START Supplied material

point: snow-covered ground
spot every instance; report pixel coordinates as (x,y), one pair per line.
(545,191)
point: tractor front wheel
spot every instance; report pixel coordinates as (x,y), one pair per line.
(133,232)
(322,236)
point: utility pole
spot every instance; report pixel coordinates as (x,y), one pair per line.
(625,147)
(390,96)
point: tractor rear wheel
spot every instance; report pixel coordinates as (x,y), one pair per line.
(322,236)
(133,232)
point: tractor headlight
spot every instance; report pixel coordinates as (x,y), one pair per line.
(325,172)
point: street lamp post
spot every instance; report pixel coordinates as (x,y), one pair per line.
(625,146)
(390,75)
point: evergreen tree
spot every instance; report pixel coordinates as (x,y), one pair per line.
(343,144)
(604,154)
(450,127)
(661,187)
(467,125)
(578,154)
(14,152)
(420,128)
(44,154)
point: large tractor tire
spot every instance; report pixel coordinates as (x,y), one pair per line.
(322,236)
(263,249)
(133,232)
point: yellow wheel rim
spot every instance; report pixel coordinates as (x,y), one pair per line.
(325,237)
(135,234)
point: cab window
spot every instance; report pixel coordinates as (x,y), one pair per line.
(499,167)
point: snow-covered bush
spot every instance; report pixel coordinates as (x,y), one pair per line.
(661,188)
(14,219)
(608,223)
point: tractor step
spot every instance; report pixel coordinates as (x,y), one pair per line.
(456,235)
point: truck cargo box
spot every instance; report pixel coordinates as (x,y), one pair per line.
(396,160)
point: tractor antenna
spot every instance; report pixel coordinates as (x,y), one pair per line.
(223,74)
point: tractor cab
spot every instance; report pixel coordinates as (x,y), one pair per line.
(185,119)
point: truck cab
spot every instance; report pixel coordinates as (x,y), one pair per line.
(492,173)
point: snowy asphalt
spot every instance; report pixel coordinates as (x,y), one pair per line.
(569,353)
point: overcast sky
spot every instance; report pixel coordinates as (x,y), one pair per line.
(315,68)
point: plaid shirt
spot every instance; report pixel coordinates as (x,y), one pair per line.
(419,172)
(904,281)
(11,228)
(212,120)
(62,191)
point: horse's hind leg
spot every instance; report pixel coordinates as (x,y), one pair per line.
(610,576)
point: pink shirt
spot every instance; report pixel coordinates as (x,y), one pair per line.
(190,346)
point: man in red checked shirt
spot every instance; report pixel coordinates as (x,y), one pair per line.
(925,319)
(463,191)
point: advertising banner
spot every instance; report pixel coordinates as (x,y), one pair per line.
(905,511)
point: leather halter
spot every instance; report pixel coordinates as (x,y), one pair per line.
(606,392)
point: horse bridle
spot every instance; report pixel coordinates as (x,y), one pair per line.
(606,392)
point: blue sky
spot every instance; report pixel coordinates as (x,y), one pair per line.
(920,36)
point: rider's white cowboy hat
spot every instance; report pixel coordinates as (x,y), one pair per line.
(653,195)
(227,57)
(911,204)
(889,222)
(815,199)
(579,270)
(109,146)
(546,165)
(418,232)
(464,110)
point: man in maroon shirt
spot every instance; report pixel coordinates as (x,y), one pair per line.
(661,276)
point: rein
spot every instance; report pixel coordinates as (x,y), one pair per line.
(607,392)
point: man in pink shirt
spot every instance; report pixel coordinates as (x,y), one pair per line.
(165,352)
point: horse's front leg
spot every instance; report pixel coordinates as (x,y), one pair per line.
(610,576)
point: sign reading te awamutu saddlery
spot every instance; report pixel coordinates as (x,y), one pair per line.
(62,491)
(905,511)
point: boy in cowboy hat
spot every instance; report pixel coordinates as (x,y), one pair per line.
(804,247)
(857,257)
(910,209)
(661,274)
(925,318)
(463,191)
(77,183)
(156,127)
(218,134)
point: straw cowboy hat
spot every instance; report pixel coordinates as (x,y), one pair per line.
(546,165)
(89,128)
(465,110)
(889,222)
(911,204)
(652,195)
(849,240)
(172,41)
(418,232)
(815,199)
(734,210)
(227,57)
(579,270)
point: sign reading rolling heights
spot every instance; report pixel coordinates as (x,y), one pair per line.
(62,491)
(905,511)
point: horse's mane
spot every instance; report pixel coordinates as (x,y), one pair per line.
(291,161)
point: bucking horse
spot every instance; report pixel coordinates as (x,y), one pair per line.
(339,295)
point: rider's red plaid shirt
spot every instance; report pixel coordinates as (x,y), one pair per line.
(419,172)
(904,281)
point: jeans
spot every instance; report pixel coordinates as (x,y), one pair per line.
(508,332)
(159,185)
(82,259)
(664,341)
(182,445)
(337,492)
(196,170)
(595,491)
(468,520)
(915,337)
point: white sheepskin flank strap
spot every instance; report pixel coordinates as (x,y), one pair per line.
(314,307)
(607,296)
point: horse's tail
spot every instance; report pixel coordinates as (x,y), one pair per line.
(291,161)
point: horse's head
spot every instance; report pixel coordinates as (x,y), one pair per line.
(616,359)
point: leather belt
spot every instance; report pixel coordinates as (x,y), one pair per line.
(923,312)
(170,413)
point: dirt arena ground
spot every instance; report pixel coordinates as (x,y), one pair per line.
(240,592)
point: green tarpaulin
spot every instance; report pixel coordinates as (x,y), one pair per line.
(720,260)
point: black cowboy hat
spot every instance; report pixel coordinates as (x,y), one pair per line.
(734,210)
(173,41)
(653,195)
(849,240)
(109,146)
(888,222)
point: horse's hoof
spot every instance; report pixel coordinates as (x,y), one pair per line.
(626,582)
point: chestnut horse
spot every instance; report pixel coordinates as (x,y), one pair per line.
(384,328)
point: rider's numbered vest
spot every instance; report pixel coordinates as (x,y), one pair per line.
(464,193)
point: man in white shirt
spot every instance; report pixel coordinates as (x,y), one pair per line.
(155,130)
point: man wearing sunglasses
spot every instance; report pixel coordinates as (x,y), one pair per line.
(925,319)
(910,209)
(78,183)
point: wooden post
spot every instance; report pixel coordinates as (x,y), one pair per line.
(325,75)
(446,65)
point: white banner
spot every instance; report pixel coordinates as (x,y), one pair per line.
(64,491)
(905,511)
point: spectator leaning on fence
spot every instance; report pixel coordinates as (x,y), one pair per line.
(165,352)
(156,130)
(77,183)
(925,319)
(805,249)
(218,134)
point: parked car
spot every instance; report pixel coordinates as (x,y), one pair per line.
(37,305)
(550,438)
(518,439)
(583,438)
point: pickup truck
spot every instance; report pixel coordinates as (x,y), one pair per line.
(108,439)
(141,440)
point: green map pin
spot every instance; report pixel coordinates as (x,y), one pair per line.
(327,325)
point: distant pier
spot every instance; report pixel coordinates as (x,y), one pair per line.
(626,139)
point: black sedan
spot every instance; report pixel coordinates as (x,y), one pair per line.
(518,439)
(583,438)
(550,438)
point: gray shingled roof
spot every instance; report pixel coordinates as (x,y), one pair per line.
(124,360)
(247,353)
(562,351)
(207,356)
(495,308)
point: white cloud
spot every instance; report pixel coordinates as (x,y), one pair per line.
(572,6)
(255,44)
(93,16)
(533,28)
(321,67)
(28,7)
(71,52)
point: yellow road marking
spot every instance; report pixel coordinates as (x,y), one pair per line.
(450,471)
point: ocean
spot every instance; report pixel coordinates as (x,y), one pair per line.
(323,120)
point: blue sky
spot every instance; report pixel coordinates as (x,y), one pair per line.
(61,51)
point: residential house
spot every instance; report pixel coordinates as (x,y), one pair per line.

END Supplied material

What the task asks
Only lines containing "shirt" belong in the answer; copy every such line from the records.

Solution for this problem
point: plaid shirt
point: pink shirt
point: man in red checked shirt
point: man in maroon shirt
point: man in pink shirt
point: rider's red plaid shirt
point: man in white shirt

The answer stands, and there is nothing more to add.